• [WRITTEN PROBLEM]
Can you copy the lines below word for word, from the start of the records through the line containing "point(787, 513)", including both ends?
==== DATA ENTRIES ====
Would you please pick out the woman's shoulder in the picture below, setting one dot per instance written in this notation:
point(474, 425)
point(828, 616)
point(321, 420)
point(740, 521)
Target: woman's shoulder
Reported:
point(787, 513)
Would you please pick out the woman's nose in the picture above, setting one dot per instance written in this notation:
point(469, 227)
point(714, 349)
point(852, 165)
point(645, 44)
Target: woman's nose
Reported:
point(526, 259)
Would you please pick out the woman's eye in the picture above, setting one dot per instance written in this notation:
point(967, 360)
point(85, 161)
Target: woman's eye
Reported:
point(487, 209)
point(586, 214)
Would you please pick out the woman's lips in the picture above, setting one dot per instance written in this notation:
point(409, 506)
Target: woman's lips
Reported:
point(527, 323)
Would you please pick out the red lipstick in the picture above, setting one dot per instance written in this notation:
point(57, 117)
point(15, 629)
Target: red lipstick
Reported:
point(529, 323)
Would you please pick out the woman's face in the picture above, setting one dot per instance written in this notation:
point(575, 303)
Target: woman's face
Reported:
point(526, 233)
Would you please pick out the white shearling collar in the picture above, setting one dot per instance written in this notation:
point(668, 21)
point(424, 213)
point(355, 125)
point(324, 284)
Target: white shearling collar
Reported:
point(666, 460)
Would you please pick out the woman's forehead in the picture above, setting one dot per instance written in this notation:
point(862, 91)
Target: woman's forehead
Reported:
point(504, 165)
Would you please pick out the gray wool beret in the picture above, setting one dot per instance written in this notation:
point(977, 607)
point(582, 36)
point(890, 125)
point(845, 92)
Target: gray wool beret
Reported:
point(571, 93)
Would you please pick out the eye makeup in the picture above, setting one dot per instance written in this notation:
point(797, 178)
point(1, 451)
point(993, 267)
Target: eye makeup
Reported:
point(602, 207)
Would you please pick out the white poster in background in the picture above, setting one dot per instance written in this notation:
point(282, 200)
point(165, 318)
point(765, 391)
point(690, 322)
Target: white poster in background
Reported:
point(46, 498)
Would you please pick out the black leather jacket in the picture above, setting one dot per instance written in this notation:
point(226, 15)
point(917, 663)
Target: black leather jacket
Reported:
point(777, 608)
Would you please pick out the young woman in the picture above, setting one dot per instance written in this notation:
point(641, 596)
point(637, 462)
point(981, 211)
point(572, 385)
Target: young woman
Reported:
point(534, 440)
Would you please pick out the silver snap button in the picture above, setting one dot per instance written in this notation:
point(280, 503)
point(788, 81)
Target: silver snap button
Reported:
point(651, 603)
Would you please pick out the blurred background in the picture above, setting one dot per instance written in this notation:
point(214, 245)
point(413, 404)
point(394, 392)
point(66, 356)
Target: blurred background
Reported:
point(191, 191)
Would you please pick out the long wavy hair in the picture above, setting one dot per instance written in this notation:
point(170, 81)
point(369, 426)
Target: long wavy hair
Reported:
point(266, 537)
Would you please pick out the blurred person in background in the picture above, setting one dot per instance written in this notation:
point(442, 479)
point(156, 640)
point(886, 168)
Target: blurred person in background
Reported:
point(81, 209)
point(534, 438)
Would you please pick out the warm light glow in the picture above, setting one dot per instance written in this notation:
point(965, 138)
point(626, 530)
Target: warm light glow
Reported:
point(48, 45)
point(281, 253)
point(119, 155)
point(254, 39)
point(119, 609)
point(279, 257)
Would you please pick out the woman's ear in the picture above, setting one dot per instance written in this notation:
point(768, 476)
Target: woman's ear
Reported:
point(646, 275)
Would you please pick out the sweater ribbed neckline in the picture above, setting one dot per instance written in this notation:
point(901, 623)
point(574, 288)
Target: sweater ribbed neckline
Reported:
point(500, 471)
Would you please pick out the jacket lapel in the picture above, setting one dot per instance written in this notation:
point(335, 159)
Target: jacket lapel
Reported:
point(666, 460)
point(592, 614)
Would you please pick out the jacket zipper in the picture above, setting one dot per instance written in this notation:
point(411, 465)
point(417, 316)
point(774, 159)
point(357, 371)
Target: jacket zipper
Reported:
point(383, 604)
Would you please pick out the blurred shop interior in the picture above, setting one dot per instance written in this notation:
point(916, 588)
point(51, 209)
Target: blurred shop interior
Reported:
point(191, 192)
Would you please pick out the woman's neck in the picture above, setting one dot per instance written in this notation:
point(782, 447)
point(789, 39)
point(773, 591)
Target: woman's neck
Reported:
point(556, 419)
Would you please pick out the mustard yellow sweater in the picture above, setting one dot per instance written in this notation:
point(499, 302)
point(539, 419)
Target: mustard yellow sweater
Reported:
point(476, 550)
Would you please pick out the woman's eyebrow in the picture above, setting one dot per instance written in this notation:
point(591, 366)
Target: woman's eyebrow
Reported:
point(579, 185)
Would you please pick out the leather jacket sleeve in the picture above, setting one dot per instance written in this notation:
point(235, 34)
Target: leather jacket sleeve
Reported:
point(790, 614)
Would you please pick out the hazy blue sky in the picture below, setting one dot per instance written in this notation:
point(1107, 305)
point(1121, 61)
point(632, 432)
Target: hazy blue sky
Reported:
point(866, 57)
====
• [THE COMPLETED TASK]
Would you please pick out the woman's shoulder in the picture below, setting one dot per instance written in this notation:
point(474, 425)
point(828, 616)
point(321, 420)
point(740, 521)
Target: woman's shoulder
Reported:
point(787, 513)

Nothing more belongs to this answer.